*Written exercise*: Can you return all of these lines verbatim, leaving the pictures out of your answer?

Raw records:
▬▬▬▬▬▬
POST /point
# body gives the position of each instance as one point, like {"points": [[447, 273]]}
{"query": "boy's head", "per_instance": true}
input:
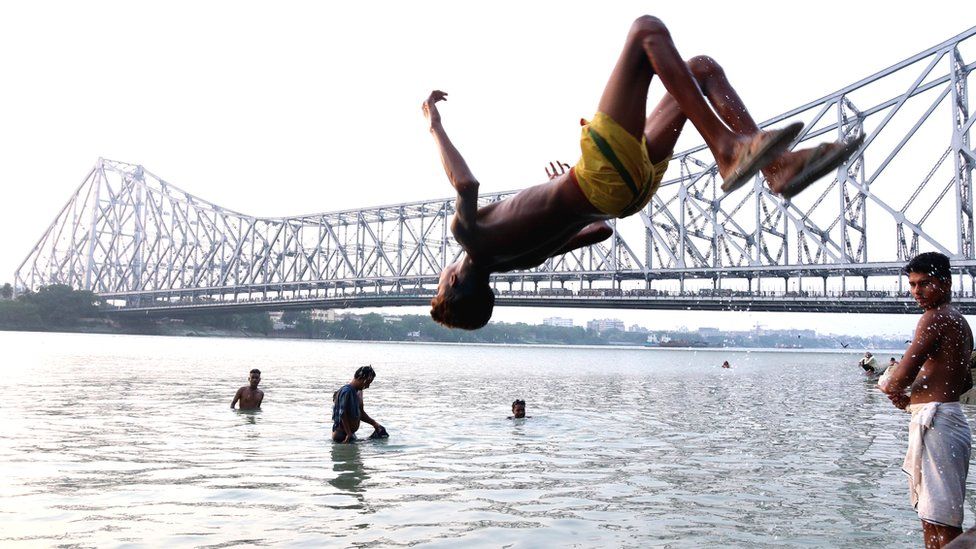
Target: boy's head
{"points": [[365, 374], [518, 408], [930, 279], [462, 301]]}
▬▬▬▬▬▬
*Written solution*:
POST /point
# body gives the position of each instance as one point, like {"points": [[447, 273]]}
{"query": "boy's head", "per_instance": true}
input:
Target: boy's head
{"points": [[365, 374], [518, 408], [930, 279], [462, 301]]}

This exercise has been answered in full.